Problem statement
Copy each of the following lines word for word, keeping every number and punctuation mark unchanged.
((
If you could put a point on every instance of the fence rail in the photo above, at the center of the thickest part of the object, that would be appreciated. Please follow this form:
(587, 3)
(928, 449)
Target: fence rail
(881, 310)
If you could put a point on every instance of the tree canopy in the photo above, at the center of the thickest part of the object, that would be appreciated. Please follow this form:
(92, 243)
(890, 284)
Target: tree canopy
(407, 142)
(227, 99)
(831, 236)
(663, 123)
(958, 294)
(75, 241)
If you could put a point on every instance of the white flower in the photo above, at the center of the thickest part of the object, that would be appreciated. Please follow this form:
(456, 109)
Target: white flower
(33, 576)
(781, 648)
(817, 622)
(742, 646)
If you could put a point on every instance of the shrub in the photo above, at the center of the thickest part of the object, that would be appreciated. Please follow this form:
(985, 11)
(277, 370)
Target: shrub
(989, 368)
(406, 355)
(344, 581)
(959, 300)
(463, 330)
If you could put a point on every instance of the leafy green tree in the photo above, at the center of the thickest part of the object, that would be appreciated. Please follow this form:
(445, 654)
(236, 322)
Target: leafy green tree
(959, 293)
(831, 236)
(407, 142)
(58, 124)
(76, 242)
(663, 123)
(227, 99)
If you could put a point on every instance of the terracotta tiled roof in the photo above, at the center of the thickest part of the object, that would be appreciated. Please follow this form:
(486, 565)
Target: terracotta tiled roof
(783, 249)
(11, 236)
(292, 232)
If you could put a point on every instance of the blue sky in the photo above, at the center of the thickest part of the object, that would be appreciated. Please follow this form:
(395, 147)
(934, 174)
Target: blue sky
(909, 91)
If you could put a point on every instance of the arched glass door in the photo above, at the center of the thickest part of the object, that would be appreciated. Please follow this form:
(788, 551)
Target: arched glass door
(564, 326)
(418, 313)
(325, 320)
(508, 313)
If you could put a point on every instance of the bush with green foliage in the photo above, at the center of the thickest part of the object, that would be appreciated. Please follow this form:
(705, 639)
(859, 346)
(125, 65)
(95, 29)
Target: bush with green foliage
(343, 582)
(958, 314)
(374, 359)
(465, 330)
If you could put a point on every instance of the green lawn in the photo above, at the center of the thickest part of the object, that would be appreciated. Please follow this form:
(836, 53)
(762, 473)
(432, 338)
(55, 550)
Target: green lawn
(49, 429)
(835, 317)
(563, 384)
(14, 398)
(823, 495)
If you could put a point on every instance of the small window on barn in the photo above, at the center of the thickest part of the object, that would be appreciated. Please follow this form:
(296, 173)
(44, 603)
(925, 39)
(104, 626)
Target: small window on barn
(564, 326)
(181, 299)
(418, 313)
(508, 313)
))
Finished exercise
If you could put a point on every instance of the fence rail in the photo above, at the center of the thickest part of the object, that would be appreciated. Please follow this form:
(587, 3)
(928, 449)
Target: fence rail
(881, 310)
If you could put a point on every instance of the tree canopy in the photo above, at the center of the thickest part of the object, that would be appreciated. Please follow this form:
(92, 243)
(890, 284)
Target: tree canopy
(407, 142)
(227, 99)
(831, 236)
(663, 123)
(958, 294)
(75, 241)
If you could put a point on every instance of the white flower in the photo above, at the center of the thickest part of the object, that would be appreciated. Please follow this form:
(456, 109)
Target: white flower
(33, 576)
(781, 648)
(817, 622)
(742, 646)
If you could put a point on every instance of the shrub in the photo above, at the center of the thickest part of the object, that would be appreciated. Please follow this form:
(985, 11)
(277, 370)
Target: shrub
(989, 368)
(406, 355)
(344, 581)
(959, 300)
(463, 330)
If you could put a point on every instance of the leafy green tree in the photo above, at the center of the thickest part of the object, that would be appreciated. Please follow this form:
(445, 654)
(236, 322)
Target: leafy green tree
(959, 293)
(831, 236)
(407, 142)
(58, 124)
(76, 242)
(663, 123)
(227, 99)
If you could put a point on every instance of the terracotta tiled roof in the photo above, at the center of the thickest part of the object, that would be appreciated. Please follow this form:
(486, 565)
Target: terracotta tiled roof
(783, 249)
(11, 236)
(292, 232)
If you could put a point on every instance of the blue sky in the photo above, at the center of the thickest part of the object, that would be appreciated. Please follow this form:
(395, 147)
(934, 174)
Target: blue sky
(909, 91)
If you could put a point on every instance of the arched glass door in the photo above, at the center of the thickest part of the object, that would be appreciated. Please follow this form:
(788, 551)
Target: arched glass door
(564, 326)
(418, 313)
(325, 320)
(508, 313)
If you could put a point on every instance of the bush with green foliage in the photo above, at the center of the thickest part of the object, that would be appreciated. Please follow this form:
(705, 639)
(859, 346)
(125, 65)
(95, 29)
Target: bush with green foliage
(343, 582)
(958, 314)
(374, 359)
(465, 330)
If you could put a point on every instance of the green lawn in the photo above, at the center of the thickest part of the object, that would be appreciated. Please follow this form:
(836, 53)
(762, 473)
(432, 338)
(55, 550)
Target: green lawn
(49, 429)
(835, 317)
(563, 384)
(14, 398)
(823, 495)
If you could put a point on every instance of the small window on barn in the photo above, at the center of the thickest part of the object, that would be appreciated. Please follow this form:
(296, 173)
(44, 603)
(925, 39)
(104, 626)
Target: small window on barn
(564, 326)
(181, 299)
(418, 313)
(508, 313)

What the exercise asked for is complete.